> Task to carry out
What you submit must be an exact copy of the listing below, with no images in it.

> Information

━━━━━━━━━━━━━━━━━━━━

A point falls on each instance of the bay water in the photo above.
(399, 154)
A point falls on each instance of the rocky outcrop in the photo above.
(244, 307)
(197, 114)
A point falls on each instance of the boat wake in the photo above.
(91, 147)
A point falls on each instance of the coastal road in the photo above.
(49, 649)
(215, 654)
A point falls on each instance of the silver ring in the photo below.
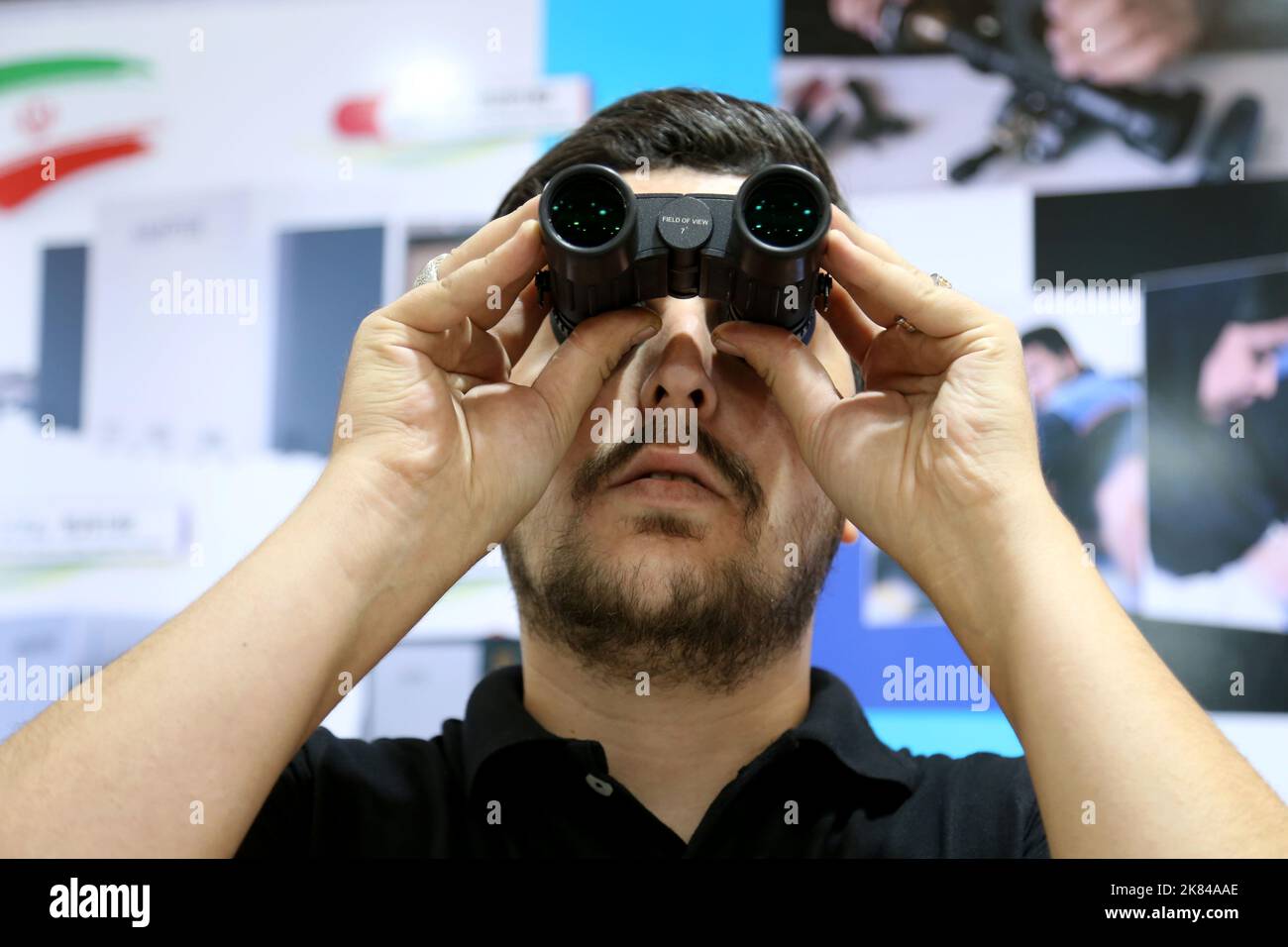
(430, 272)
(941, 283)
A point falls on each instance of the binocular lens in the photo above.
(588, 211)
(781, 213)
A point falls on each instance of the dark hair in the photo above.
(1048, 338)
(681, 128)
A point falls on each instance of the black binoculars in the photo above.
(758, 252)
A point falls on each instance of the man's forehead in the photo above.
(686, 180)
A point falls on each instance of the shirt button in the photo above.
(599, 785)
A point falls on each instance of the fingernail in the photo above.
(647, 333)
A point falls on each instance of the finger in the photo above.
(1267, 335)
(482, 290)
(850, 325)
(520, 324)
(488, 237)
(885, 291)
(1134, 63)
(798, 380)
(868, 241)
(587, 359)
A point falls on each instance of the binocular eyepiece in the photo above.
(758, 252)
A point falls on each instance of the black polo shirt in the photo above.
(500, 785)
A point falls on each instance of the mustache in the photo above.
(730, 466)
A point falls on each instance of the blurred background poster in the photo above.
(239, 184)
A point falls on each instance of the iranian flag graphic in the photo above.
(63, 110)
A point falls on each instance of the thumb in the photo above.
(583, 364)
(798, 380)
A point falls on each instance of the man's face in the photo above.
(1046, 371)
(700, 581)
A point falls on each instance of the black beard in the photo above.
(712, 631)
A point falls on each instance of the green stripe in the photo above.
(68, 68)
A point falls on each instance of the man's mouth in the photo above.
(668, 474)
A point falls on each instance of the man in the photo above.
(665, 703)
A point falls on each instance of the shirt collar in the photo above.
(496, 722)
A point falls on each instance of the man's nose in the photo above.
(679, 372)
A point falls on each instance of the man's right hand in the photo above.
(428, 415)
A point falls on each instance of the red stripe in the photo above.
(22, 179)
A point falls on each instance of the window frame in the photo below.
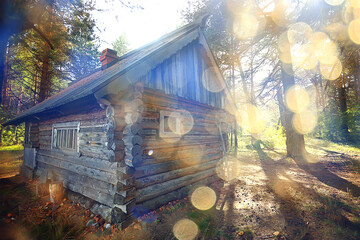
(65, 126)
(171, 134)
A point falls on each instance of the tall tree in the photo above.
(84, 54)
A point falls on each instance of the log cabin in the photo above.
(142, 130)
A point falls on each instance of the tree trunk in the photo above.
(45, 79)
(281, 106)
(4, 74)
(343, 108)
(295, 143)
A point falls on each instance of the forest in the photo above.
(292, 68)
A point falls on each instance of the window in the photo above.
(169, 124)
(65, 136)
(175, 124)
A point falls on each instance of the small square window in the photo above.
(169, 124)
(65, 136)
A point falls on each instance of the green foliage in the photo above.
(329, 125)
(10, 135)
(57, 228)
(84, 54)
(121, 45)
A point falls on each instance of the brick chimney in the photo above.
(108, 58)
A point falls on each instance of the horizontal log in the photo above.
(132, 129)
(83, 117)
(63, 174)
(133, 161)
(116, 145)
(132, 140)
(121, 199)
(166, 187)
(125, 171)
(127, 207)
(163, 177)
(131, 118)
(151, 144)
(100, 197)
(177, 194)
(135, 105)
(133, 150)
(89, 162)
(101, 129)
(79, 169)
(116, 156)
(171, 164)
(45, 133)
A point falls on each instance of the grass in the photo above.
(10, 160)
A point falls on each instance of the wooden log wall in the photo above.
(93, 171)
(127, 140)
(171, 165)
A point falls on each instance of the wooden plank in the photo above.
(63, 174)
(166, 176)
(94, 163)
(177, 194)
(166, 187)
(169, 165)
(79, 169)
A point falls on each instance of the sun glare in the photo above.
(185, 229)
(203, 198)
(297, 99)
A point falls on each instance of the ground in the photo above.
(267, 196)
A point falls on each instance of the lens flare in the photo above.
(211, 82)
(299, 33)
(190, 157)
(297, 99)
(250, 118)
(354, 3)
(283, 42)
(337, 31)
(285, 57)
(186, 122)
(353, 31)
(303, 57)
(185, 229)
(334, 2)
(282, 14)
(179, 122)
(331, 71)
(228, 169)
(304, 122)
(203, 198)
(325, 50)
(246, 26)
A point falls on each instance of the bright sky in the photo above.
(139, 26)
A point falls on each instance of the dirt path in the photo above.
(277, 197)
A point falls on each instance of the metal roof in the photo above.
(154, 53)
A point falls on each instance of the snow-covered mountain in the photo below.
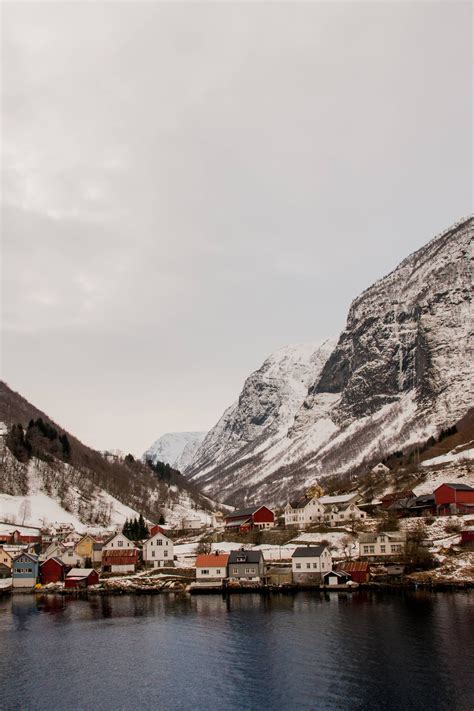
(46, 474)
(263, 414)
(401, 370)
(175, 448)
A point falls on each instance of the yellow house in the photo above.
(85, 546)
(5, 558)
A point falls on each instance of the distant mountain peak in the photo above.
(175, 448)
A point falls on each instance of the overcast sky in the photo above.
(187, 187)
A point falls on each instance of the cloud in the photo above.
(188, 186)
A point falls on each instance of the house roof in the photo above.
(56, 560)
(354, 566)
(213, 560)
(339, 573)
(396, 495)
(80, 572)
(240, 513)
(120, 553)
(457, 487)
(342, 499)
(309, 551)
(300, 503)
(238, 521)
(391, 535)
(32, 557)
(247, 556)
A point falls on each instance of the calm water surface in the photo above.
(308, 651)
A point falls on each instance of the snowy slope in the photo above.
(175, 448)
(264, 412)
(401, 370)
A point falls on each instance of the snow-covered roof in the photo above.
(342, 499)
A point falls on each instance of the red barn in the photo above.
(358, 570)
(19, 534)
(245, 520)
(52, 570)
(79, 578)
(467, 537)
(157, 529)
(454, 498)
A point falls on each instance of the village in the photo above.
(320, 541)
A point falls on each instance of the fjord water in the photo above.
(304, 651)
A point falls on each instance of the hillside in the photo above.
(38, 458)
(400, 373)
(175, 448)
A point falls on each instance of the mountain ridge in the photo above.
(400, 371)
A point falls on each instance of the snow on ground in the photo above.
(42, 509)
(451, 475)
(463, 456)
(39, 509)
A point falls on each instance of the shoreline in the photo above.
(409, 586)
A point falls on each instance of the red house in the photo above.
(454, 498)
(245, 520)
(157, 529)
(52, 570)
(12, 534)
(467, 537)
(358, 570)
(79, 578)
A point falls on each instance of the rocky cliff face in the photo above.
(401, 370)
(264, 412)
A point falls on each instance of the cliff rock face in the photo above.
(262, 415)
(401, 370)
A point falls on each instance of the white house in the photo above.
(342, 509)
(381, 545)
(191, 524)
(158, 551)
(332, 510)
(304, 512)
(380, 468)
(309, 563)
(118, 542)
(212, 566)
(68, 554)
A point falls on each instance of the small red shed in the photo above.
(454, 498)
(52, 570)
(358, 570)
(245, 520)
(157, 529)
(467, 536)
(79, 578)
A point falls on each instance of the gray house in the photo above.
(246, 565)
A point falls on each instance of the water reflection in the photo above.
(309, 651)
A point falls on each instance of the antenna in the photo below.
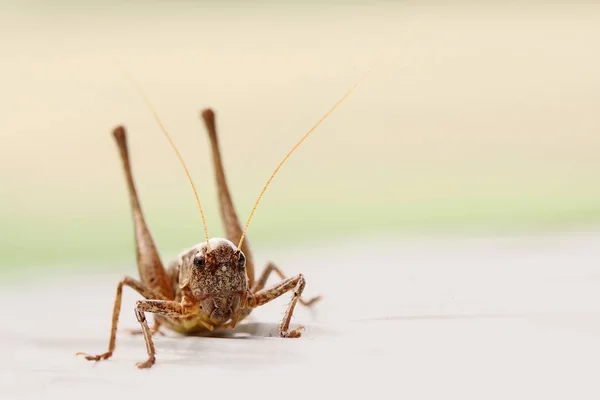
(164, 131)
(287, 156)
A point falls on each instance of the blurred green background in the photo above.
(479, 117)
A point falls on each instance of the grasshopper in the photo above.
(212, 284)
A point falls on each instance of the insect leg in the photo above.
(150, 268)
(231, 222)
(138, 287)
(297, 284)
(262, 281)
(162, 307)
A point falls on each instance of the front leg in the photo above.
(161, 307)
(261, 297)
(264, 277)
(138, 287)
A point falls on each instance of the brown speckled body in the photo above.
(210, 285)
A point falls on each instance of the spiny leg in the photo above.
(155, 330)
(264, 296)
(233, 227)
(150, 268)
(264, 277)
(138, 287)
(162, 307)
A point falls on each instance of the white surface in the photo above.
(482, 318)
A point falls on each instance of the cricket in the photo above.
(212, 285)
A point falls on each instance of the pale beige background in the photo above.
(480, 116)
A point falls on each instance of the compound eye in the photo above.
(199, 262)
(241, 260)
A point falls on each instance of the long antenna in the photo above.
(164, 131)
(287, 156)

━━━━━━━━━━━━━━━━━━━━

> Expected output
A point falls on each instance of the bay water in the photo above.
(399, 154)
A point falls on each instance of the rocky outcrop in the photo above.
(244, 307)
(197, 114)
A point falls on each instance of the boat wake in the photo above.
(91, 147)
A point falls on each instance of the coastal road in the photo above.
(49, 649)
(215, 654)
A point falls on each instance of the silver ring in the photo below.
(430, 272)
(941, 283)
A point falls on each instance of the binocular lens in the photo above.
(588, 211)
(781, 213)
A point falls on each instance of the dark hair in the photo above.
(1048, 338)
(681, 128)
A point falls on each instance of the black binoculars in the photo above.
(758, 252)
A point falls on each instance of the man's forehead in the photo above.
(686, 180)
A point falls on each instance of the shirt button in the photo above.
(599, 785)
A point falls on each instance of the fingernail in the photo above.
(647, 333)
A point falls on each instance of the finger in the photo above.
(1267, 335)
(482, 290)
(850, 325)
(520, 324)
(488, 237)
(885, 291)
(1134, 63)
(798, 380)
(868, 241)
(587, 359)
A point falls on each instance of the binocular eyepiece in the photo above.
(758, 252)
A point falls on each instance of the black polo shirt in the photo above.
(500, 785)
A point falls on each instance of the mustache in the photo above.
(730, 466)
A point falls on each instance of the blurred background poster in the photo above.
(239, 184)
A point falls on each instance of the iranian flag graphic in the photo above.
(63, 110)
A point falls on each instance of the thumb in the photo above.
(583, 364)
(798, 380)
A point falls on each instance of the man's face in the photo above.
(1046, 371)
(700, 581)
A point falls on each instance of the black beard in the photo above.
(712, 631)
A point falls on each instance of the green stripe in the photo above.
(68, 68)
A point falls on each instance of the man's mouth in the photo above.
(668, 474)
A point falls on each instance of the man in the photo above.
(665, 703)
A point falls on each instance of the shirt collar in the photo above.
(496, 722)
A point falls on each instance of the man's nose in the photo above.
(679, 372)
A point falls on each instance of the man's right hand in the photo above.
(428, 415)
A point falls on each instance of the red stripe in the photo above.
(22, 179)
A point falls on each instance of the window frame in the photo below.
(65, 126)
(171, 134)
A point falls on each instance of the tall tree in the photo above.
(84, 54)
A point falls on each instance of the log cabin in the photo above.
(142, 130)
A point falls on each instance of the tree trunk in the photo above.
(45, 79)
(281, 106)
(4, 74)
(343, 108)
(295, 143)
A point falls on each instance of the forest in the photo above.
(292, 68)
A point falls on each instance of the window in the photo above.
(169, 124)
(65, 136)
(175, 124)
A point falls on each instance of the small square window in the photo above.
(169, 124)
(65, 136)
A point falls on each instance of the green foliage in the photo above.
(329, 125)
(10, 135)
(57, 228)
(84, 54)
(121, 45)
A point falls on each instance of the brick chimney in the photo above.
(108, 58)
A point falls on each instance of the horizontal log in the photo above.
(132, 129)
(83, 117)
(63, 174)
(133, 161)
(116, 145)
(132, 140)
(121, 199)
(166, 187)
(125, 171)
(127, 207)
(163, 177)
(131, 118)
(151, 144)
(100, 197)
(177, 194)
(135, 105)
(133, 150)
(89, 162)
(101, 129)
(79, 169)
(116, 156)
(171, 164)
(45, 133)
A point falls on each instance of the grass in the photo above.
(10, 160)
A point falls on each instance of the wooden log wall in the photo above.
(93, 171)
(127, 140)
(171, 165)
A point falls on each instance of the wooden plank in the photo above.
(63, 174)
(166, 176)
(94, 163)
(177, 194)
(166, 187)
(169, 165)
(79, 169)
A point falls on each instance of the sun glare in the photo above.
(185, 229)
(203, 198)
(297, 99)
A point falls on each instance of the ground in the photo above.
(267, 196)
A point falls on each instance of the lens flare in the photo above.
(211, 82)
(299, 33)
(190, 157)
(297, 99)
(250, 118)
(354, 3)
(283, 42)
(337, 31)
(285, 57)
(186, 122)
(353, 31)
(303, 57)
(185, 229)
(334, 2)
(282, 14)
(179, 122)
(331, 71)
(228, 169)
(304, 122)
(203, 198)
(325, 50)
(246, 26)
A point falls on each instance of the bright sky in the photo above.
(139, 26)
A point falls on each instance of the dirt path in the photo above.
(277, 197)
A point falls on each instance of the metal roof in the photo above.
(154, 53)
A point falls on each instance of the snow-covered mountain in the photo below.
(46, 474)
(263, 414)
(401, 370)
(175, 448)
A point falls on each instance of the yellow house in the photo above.
(85, 546)
(5, 558)
A point falls on each instance of the distant mountain peak in the photo above.
(175, 448)
A point falls on each instance of the overcast sky in the photo above.
(187, 187)
A point falls on each instance of the cloud in the photo above.
(188, 186)
A point falls on each instance of the house roof in the photo above.
(56, 560)
(354, 566)
(213, 560)
(339, 573)
(396, 495)
(80, 572)
(240, 513)
(120, 553)
(457, 487)
(342, 499)
(309, 551)
(300, 503)
(238, 521)
(391, 535)
(32, 557)
(247, 556)
A point falls on each instance of the calm water surface in the photo above.
(308, 651)
A point falls on each instance of the snowy slope in the photo above.
(175, 448)
(264, 412)
(401, 370)
A point falls on each instance of the snow-covered roof in the photo above.
(342, 499)
A point falls on each instance of the red barn in the photo above.
(358, 570)
(19, 534)
(245, 520)
(52, 570)
(79, 578)
(467, 537)
(157, 529)
(454, 498)
A point falls on each instance of the village in the photo above.
(320, 541)
A point falls on each instance of the fjord water in the photo above.
(304, 651)
A point falls on each instance of the hillside in the photo above.
(38, 458)
(400, 373)
(175, 448)
A point falls on each instance of the mountain ridge in the photo above.
(400, 371)
A point falls on each instance of the snow on ground in the photo above.
(42, 509)
(451, 475)
(463, 456)
(39, 509)
A point falls on each instance of the shoreline in the photo above.
(409, 586)
A point falls on each instance of the red house in the photo above.
(454, 498)
(245, 520)
(157, 529)
(52, 570)
(12, 534)
(467, 537)
(358, 570)
(79, 578)
A point falls on each instance of the rocky cliff face in the photo above.
(401, 370)
(264, 412)
A point falls on each instance of the cliff rock face in the photo above.
(262, 415)
(401, 370)
A point falls on each instance of the white house in the photo above.
(342, 509)
(381, 545)
(191, 524)
(158, 551)
(332, 510)
(304, 512)
(380, 468)
(309, 563)
(118, 542)
(212, 566)
(68, 554)
A point falls on each instance of the small red shed in the photo above.
(454, 498)
(52, 570)
(358, 570)
(245, 520)
(157, 529)
(467, 536)
(79, 578)
A point falls on each instance of the gray house in the photo above.
(246, 565)
A point falls on each instance of the water reflection in the photo above.
(309, 651)
A point falls on each instance of the antenna in the photo below.
(164, 131)
(287, 156)
A point falls on each instance of the blurred green background in the photo above.
(479, 117)
A point falls on each instance of the grasshopper in the photo above.
(212, 284)
A point falls on each instance of the insect leg in the photo above.
(150, 268)
(231, 222)
(138, 287)
(297, 284)
(262, 281)
(162, 307)
A point falls on each instance of the front leg in the photo above.
(161, 307)
(261, 297)
(264, 277)
(138, 287)
A point falls on each instance of the brown speckled body in the photo above.
(210, 285)
A point falls on each instance of the spiny leg in the photo above.
(155, 330)
(264, 296)
(233, 227)
(150, 268)
(264, 277)
(138, 287)
(162, 307)
A point falls on each instance of the white surface in the photo above.
(482, 318)
A point falls on each instance of the cricket in the photo above.
(212, 285)
A point falls on each instance of the pale beige background in the photo above.
(480, 116)
A point falls on each instance of the compound eye in the photo above.
(199, 262)
(241, 260)
A point falls on each instance of the long antenna in the photo above.
(164, 131)
(287, 156)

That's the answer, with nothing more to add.